> _Page extract_:
______

As I continued my study of American dance history in
graduate school at Northwestern, my interest in
‘invisibilized’ histories only deepened. I learned that Zora
Neale Hurston had staged a concert with a spectular Bahamian
dance finale about which little was known. What began as a
quest for information about Hurston’s theatrical revues
gradually expanded as I uncovered connections between
Hurston and a number of leading dance figures.
To a great extent, the recovery project also became a
case study of invisibilization – an attempt to understand
the conditions that enable certain subjects and performances
to be forgotten – as well as an inquiry into the
implications of restoring those subjects and performances to
the historical record… For Hurston’s stage work… did play a
role in the composition of American dance as we know it
today.“
—Excerpted from the Preface (pages ix-x)
Most people think of Zora Neale Hurston (1891-1960) as a
leading figure in the Harlem Renaissance, a literary icon fondly
remembered as the author of the novel Their Eyes Were Watching
God. However, many forget that she was also a gifted
choreographer whose innovative productions helped transform the
landscape of modern dance. Sadly, due to racism, she never
received the credit she deserved for her contributions to this
then emerging field.

______

> _Material shown_:
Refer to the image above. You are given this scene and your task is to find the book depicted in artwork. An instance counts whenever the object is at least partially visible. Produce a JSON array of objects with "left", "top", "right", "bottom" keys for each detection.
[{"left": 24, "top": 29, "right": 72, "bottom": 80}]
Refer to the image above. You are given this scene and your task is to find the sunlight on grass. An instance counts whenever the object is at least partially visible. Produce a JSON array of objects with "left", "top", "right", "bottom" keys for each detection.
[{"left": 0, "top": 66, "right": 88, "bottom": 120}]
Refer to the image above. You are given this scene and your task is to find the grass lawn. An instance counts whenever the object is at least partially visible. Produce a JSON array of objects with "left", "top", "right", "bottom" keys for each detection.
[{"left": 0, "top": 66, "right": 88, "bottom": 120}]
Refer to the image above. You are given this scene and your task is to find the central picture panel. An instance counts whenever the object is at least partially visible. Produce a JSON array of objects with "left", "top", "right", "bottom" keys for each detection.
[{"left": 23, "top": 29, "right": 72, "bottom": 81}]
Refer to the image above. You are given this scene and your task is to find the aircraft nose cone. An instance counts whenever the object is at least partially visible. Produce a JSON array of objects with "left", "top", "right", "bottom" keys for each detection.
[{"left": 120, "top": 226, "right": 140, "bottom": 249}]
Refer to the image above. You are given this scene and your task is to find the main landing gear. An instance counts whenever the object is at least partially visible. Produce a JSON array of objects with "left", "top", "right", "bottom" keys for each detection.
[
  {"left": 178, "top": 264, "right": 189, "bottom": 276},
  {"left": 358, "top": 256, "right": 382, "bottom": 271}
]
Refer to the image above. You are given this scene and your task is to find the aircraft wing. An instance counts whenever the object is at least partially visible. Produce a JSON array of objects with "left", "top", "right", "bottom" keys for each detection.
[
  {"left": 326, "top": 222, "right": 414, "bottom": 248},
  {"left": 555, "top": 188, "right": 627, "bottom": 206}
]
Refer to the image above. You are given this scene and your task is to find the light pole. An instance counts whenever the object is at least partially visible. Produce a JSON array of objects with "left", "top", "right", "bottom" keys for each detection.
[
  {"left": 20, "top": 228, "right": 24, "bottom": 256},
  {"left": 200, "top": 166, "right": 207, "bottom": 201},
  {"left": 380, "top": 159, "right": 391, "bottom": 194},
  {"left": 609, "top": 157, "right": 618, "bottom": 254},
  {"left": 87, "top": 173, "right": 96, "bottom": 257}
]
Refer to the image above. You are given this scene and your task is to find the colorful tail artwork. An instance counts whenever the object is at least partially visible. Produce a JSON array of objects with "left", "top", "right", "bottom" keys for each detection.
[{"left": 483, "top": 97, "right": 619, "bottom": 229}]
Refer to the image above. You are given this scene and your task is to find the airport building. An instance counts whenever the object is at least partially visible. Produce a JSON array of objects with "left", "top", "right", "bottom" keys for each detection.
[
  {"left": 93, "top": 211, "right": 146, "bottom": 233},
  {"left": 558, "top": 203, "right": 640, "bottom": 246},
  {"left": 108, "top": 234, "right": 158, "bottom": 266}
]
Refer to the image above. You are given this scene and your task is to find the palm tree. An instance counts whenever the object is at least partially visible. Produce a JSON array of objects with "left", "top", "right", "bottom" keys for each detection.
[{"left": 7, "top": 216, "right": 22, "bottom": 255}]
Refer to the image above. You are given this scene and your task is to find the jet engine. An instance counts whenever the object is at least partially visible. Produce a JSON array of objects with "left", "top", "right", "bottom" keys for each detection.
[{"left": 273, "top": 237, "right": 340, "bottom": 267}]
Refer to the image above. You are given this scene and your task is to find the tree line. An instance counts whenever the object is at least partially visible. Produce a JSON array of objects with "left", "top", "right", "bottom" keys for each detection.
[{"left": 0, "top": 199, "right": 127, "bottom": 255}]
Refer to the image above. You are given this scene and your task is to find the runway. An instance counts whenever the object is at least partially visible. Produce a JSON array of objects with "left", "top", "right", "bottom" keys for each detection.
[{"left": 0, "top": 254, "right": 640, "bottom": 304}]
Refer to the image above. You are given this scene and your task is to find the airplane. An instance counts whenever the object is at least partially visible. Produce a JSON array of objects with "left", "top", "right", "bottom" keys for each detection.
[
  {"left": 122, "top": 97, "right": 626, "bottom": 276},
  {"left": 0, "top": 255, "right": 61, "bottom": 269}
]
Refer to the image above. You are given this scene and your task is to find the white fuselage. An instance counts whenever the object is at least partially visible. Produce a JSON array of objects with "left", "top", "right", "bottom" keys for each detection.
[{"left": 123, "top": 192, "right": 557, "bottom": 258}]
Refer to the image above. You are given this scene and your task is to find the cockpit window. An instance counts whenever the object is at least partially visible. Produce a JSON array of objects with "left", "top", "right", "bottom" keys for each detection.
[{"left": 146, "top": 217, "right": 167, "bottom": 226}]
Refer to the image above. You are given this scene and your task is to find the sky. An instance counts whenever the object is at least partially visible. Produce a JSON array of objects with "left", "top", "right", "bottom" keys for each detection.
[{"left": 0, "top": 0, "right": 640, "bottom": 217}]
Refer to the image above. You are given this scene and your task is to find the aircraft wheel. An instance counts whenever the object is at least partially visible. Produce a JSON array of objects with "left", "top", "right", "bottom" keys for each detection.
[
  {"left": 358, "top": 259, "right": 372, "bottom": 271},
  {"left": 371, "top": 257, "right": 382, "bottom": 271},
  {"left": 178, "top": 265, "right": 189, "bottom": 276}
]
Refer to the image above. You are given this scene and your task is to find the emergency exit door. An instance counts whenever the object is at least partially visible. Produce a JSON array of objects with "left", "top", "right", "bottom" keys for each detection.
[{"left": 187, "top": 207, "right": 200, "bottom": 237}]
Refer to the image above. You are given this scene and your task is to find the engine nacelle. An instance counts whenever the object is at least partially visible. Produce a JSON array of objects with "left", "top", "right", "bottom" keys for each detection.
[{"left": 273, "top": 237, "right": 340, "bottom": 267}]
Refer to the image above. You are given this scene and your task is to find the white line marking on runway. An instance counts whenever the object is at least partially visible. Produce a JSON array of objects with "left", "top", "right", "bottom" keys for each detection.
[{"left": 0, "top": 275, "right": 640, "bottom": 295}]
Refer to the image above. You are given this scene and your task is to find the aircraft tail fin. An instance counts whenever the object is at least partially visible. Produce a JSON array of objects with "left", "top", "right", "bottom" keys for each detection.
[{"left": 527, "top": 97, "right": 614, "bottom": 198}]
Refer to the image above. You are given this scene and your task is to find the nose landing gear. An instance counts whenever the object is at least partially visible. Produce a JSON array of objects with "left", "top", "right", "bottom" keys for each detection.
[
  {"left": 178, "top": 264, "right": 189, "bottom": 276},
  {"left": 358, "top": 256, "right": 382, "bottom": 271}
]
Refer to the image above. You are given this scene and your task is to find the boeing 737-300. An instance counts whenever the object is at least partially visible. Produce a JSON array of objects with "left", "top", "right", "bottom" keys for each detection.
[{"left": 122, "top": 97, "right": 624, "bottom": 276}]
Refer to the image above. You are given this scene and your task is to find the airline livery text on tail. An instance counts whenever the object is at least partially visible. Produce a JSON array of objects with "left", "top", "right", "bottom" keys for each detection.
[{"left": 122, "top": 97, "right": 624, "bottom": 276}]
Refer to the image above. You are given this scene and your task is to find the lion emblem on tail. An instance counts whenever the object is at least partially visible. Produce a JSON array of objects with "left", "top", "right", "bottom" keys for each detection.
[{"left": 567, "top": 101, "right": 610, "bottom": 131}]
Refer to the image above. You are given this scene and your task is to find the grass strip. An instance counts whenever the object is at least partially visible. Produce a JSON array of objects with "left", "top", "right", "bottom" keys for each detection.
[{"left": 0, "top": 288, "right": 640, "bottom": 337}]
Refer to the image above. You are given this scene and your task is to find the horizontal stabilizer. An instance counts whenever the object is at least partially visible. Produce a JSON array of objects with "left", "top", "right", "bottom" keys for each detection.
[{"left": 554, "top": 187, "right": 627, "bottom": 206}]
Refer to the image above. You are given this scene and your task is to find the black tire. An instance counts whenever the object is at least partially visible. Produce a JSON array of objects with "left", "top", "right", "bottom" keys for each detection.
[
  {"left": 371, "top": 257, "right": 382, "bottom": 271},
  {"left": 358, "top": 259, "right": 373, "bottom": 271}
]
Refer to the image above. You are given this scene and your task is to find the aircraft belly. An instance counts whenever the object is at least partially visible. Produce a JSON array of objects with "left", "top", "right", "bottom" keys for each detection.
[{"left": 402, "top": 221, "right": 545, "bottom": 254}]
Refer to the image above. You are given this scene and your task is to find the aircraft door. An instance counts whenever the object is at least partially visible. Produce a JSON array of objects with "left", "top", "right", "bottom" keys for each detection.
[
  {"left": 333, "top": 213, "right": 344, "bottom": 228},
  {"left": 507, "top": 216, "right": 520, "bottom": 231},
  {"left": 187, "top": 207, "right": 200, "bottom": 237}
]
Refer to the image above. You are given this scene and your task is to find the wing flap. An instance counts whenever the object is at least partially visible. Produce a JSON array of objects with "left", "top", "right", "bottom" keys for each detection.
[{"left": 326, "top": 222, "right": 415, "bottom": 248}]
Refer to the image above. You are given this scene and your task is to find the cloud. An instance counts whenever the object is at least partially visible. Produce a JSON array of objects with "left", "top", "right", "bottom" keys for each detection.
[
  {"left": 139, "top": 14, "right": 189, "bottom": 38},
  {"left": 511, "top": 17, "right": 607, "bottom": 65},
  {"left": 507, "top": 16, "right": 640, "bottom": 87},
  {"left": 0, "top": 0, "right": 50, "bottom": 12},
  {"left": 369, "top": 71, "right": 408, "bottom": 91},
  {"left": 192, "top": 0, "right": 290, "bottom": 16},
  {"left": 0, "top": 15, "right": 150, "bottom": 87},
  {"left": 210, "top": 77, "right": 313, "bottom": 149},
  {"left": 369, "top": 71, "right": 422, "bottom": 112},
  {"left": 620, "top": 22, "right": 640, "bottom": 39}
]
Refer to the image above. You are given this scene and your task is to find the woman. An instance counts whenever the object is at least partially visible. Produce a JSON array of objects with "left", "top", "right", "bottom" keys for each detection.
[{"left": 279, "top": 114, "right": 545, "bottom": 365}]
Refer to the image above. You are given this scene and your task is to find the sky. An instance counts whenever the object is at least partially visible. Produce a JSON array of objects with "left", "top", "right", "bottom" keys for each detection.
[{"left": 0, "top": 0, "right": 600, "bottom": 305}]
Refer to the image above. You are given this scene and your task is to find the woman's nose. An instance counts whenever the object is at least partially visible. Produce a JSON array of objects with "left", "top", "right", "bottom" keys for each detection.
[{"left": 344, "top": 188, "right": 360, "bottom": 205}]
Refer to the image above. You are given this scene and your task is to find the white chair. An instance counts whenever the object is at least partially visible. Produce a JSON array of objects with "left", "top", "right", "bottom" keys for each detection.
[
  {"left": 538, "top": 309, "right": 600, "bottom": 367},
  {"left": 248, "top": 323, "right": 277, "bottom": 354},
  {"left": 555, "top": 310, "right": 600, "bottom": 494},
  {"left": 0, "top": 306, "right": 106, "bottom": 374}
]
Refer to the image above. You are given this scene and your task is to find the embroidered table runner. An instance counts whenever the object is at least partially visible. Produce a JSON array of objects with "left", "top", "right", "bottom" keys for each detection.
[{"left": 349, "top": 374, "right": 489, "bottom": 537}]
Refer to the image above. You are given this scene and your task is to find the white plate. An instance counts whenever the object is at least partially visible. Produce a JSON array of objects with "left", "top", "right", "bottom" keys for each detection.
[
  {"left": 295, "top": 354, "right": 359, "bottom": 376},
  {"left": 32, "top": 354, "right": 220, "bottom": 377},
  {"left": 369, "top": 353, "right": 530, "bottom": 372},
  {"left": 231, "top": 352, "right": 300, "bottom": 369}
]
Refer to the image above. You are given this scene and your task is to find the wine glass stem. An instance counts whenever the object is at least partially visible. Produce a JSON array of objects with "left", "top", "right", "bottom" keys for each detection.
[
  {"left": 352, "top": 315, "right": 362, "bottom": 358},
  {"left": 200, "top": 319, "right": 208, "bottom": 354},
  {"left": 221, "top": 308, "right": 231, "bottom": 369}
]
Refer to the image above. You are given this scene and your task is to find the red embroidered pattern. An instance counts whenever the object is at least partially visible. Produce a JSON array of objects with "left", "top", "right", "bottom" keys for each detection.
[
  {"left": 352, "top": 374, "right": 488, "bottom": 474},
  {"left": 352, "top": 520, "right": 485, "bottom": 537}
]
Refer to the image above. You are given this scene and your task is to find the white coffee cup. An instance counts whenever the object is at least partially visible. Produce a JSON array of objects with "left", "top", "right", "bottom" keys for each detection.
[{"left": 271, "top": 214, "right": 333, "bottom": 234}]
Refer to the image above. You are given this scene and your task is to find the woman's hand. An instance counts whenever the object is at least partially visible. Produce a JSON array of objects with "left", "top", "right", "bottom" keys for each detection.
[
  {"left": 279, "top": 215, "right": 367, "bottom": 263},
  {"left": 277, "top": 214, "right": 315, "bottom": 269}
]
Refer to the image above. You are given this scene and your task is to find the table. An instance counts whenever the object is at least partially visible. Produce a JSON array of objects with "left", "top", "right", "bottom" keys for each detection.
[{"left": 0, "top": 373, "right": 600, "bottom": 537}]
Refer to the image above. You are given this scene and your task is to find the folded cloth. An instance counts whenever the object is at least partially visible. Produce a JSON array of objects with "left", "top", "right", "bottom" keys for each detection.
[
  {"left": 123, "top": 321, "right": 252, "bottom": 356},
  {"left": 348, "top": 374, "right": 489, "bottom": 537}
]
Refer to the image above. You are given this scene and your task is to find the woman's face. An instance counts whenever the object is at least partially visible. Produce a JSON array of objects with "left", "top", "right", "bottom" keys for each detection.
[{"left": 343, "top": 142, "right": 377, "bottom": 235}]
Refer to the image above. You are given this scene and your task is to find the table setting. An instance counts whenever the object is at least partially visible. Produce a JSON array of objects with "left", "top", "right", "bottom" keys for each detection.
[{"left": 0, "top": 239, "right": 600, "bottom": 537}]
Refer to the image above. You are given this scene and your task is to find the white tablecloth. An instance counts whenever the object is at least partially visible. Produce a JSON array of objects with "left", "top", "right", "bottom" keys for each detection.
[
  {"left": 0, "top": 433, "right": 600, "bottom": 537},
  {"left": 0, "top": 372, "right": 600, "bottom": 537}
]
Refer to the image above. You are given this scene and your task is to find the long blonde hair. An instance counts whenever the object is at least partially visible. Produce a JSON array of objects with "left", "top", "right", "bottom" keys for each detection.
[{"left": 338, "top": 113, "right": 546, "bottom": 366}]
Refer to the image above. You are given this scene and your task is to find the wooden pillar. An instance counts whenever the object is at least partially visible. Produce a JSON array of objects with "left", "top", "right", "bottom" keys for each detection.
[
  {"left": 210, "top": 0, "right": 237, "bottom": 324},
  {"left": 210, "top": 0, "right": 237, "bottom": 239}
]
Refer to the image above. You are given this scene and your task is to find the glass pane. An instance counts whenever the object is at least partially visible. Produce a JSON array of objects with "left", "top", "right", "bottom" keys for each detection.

______

> _Exercise details_:
Answer these questions from the Hurston passage:
1. At which university did the writer pursue graduate study?
2. What kind of dance did Hurston's staged concert feature in its finale?
3. What does the passage name as the reason Hurston never received due credit for her contributions to dance?
Rely only on the Hurston passage for your answers.

> _Solution to the problem_:
1. Northwestern
2. Bahamian dance
3. Racism